OBJECTIF A: Reproduisez à l'identique les lignes de la liste situées entre celle qui contient « the black background » et la fin de la liste, ces deux limites comprises.

EXTRAIT FOURNI:
#####

Mince alors ! Et même le matin quand je stoppais mes taxis ou mes bendskins pour aller effectuer mes différents pansements, certaines camerounaises me regardaient comme si elles avaient pitié de moi et comme si j’étais déjà en train de devenir un intouchable…
Les infrastructures
J’ai commencé à penser aux problèmes d’infrastructures avant même de devenir un véritable handicapé. Parce que quand je fréquentais Siantou en 2005, on avait une camarade qui avait la poliomyélitique et que nous devions transporter tous les matins jusqu’au sixième étage ! Et sans aucun ascenseur s’il vous plaît…
C’est pour ça que j’aime souvent dire que dans notre pays, les personnes handicapées sont souvent (mal)traitées comme si elles nous provenaient de la planète Neptune ! Je suis sérieux, je ne plaisante pas du tout. Parce que quand tu arrives dans n’importe quel service public, tu ne vas jamais y trouver que de longs escaliers ou bien de larges escalators. Quand tu arrives dans un soi-disant grand bâtiment qui est pourtant censé être normalisé et équipé, tu seras toujours déçu parce qu’il n’y a pas d’issue de secours pour les personnes ayant une motricité réduite (c’est comme cela qu’on m’appelait).

#####

LIGNES DE DONNÉES:

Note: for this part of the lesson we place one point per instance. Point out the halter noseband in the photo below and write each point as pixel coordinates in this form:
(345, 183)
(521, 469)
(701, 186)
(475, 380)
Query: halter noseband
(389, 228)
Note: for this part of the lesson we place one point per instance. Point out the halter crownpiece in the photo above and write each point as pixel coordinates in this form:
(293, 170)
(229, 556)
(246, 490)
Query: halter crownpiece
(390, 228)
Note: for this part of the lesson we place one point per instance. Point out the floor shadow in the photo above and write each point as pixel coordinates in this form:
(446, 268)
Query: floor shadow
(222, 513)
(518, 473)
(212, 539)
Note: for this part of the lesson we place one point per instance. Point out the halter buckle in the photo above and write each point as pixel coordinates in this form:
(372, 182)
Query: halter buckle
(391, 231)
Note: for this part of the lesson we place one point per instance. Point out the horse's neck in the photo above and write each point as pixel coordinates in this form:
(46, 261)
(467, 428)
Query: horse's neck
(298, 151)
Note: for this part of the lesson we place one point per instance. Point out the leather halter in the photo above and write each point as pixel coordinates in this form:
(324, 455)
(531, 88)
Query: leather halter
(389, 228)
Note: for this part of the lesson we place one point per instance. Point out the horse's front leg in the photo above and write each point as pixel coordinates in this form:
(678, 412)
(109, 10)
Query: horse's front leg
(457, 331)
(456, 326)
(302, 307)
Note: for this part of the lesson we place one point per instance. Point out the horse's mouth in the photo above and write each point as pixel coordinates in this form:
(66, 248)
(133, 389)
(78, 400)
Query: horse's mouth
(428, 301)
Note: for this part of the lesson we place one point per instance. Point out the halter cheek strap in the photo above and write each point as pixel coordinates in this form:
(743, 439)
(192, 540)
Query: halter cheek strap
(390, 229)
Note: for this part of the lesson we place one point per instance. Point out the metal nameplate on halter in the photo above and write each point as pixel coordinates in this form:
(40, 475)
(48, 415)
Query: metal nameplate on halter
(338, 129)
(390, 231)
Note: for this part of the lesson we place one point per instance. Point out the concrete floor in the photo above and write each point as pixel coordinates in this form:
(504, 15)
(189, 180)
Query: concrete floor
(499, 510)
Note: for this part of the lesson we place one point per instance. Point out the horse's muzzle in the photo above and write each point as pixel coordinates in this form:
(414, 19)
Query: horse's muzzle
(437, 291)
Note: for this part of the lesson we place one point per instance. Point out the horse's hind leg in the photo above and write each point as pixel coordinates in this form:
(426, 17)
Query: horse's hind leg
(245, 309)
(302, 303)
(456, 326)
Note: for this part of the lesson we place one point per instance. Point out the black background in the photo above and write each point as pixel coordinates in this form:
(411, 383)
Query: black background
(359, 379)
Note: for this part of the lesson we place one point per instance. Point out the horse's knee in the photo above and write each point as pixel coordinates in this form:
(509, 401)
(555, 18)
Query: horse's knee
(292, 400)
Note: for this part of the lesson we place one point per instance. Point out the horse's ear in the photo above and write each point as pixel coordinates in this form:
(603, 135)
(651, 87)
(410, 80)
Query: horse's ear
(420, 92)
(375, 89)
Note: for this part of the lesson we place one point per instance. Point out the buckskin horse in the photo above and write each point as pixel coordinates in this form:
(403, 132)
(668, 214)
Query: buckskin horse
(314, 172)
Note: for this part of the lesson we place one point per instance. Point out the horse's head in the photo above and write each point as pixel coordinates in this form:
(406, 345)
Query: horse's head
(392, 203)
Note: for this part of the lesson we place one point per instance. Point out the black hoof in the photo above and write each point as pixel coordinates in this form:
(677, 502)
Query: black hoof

#####

OBJECTIF B: D'après l'extrait, jusqu'à quel étage fallait-il porter chaque matin la camarade de Siantou ?

RÉPONSE ATTENDUE A:
Note: for this part of the lesson we place one point per instance. Point out the black background in the photo above and write each point as pixel coordinates in this form:
(411, 383)
Query: black background
(359, 379)
Note: for this part of the lesson we place one point per instance. Point out the horse's knee in the photo above and write each point as pixel coordinates in this form:
(509, 401)
(555, 18)
Query: horse's knee
(292, 400)
Note: for this part of the lesson we place one point per instance. Point out the horse's ear in the photo above and write each point as pixel coordinates in this form:
(603, 135)
(651, 87)
(410, 80)
Query: horse's ear
(420, 92)
(375, 89)
Note: for this part of the lesson we place one point per instance. Point out the buckskin horse in the photo above and write each point as pixel coordinates in this form:
(403, 132)
(668, 214)
Query: buckskin horse
(314, 172)
Note: for this part of the lesson we place one point per instance. Point out the horse's head in the photo above and write each point as pixel coordinates in this form:
(406, 345)
Query: horse's head
(392, 203)
Note: for this part of the lesson we place one point per instance. Point out the black hoof in the photo above and write each point as pixel coordinates in this form:
(677, 502)
Query: black hoof

RÉPONSE ATTENDUE B: Jusqu'au sixième étage.